Image point grounding data
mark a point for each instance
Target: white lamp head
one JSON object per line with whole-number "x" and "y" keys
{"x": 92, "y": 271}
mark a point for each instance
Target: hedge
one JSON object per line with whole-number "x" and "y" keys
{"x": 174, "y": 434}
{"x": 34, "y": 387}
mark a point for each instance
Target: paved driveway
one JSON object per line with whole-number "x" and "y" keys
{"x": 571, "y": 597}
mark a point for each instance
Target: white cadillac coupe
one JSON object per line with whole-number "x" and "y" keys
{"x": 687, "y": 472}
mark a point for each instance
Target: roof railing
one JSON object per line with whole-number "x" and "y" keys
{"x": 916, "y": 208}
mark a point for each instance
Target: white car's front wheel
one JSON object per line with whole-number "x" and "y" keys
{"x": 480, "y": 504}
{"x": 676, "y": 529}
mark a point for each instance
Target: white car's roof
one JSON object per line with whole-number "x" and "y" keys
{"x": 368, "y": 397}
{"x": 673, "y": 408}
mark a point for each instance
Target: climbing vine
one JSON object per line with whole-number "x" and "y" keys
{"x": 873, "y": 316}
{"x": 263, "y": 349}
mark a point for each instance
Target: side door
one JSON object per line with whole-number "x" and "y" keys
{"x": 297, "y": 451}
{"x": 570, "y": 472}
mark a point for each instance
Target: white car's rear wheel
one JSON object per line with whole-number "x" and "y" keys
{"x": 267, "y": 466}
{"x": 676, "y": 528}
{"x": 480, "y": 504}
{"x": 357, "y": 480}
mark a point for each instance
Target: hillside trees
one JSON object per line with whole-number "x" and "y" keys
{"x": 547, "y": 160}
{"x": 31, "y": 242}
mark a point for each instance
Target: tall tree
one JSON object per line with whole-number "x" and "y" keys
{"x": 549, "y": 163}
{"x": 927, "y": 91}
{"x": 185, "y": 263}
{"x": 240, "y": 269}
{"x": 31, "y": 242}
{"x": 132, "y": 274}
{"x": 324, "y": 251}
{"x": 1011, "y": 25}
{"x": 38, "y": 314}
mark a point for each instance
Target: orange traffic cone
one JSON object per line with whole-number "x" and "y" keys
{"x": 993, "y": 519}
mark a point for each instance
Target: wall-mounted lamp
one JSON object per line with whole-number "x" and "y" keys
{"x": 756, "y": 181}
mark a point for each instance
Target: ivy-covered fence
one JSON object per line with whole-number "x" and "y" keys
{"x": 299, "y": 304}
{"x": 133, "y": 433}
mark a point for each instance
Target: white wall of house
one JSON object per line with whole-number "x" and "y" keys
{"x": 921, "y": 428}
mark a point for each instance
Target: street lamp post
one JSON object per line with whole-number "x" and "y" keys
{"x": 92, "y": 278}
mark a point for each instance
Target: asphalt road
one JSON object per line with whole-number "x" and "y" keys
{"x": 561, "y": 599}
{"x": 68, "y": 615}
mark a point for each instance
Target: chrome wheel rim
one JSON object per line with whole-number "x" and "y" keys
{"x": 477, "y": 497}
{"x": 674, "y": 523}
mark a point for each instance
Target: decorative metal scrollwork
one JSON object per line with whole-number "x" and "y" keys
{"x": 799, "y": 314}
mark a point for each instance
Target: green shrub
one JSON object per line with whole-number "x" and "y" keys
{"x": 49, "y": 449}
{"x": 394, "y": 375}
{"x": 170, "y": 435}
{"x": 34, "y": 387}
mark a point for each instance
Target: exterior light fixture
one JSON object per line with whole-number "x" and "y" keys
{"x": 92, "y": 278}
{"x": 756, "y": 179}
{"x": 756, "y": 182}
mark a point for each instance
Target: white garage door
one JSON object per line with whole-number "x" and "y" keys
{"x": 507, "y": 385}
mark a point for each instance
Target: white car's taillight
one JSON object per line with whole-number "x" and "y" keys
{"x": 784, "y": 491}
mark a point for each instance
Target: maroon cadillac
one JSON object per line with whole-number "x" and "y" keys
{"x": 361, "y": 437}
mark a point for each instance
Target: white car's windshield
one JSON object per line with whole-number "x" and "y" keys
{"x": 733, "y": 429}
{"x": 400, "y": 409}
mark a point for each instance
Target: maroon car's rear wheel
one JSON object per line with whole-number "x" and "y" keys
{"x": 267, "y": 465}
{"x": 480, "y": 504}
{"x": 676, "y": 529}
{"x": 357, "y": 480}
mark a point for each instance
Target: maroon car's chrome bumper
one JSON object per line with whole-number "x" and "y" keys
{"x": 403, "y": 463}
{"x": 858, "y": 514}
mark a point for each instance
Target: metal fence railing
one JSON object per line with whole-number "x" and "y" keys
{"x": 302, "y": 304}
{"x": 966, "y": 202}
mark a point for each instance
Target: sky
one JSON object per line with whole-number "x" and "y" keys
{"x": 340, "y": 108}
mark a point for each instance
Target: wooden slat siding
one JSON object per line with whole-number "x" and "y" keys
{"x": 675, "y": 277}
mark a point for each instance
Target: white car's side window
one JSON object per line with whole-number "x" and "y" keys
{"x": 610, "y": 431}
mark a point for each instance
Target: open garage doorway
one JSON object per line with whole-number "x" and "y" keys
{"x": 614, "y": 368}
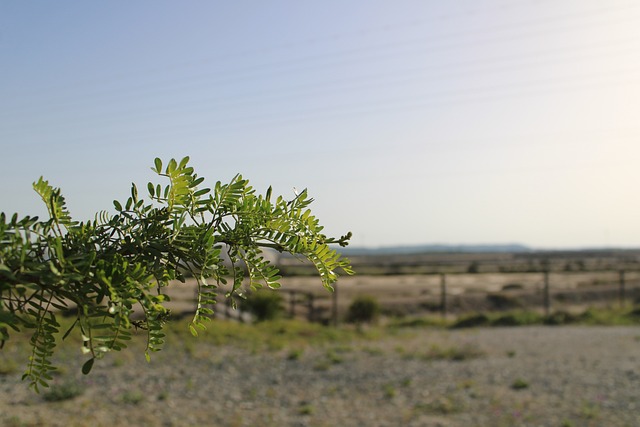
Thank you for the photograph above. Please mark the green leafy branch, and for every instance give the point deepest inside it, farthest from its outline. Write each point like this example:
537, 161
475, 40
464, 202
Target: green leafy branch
111, 271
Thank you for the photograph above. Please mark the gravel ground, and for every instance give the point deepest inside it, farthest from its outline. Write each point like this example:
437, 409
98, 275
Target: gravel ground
529, 376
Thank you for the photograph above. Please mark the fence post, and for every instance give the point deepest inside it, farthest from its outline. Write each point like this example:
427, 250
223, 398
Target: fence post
292, 304
334, 312
310, 314
546, 299
443, 295
621, 291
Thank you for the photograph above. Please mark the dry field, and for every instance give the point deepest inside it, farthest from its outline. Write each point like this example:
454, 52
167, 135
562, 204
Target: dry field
418, 294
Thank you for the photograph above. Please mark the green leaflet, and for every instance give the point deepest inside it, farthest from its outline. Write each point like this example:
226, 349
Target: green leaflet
119, 264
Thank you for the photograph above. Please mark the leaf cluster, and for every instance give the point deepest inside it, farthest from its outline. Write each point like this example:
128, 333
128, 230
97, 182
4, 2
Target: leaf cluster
112, 271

**ASSIGNMENT**
Looking at the data above, work out how many lines contain "this" and answer with the figure only.

**TASK RESPONSE**
6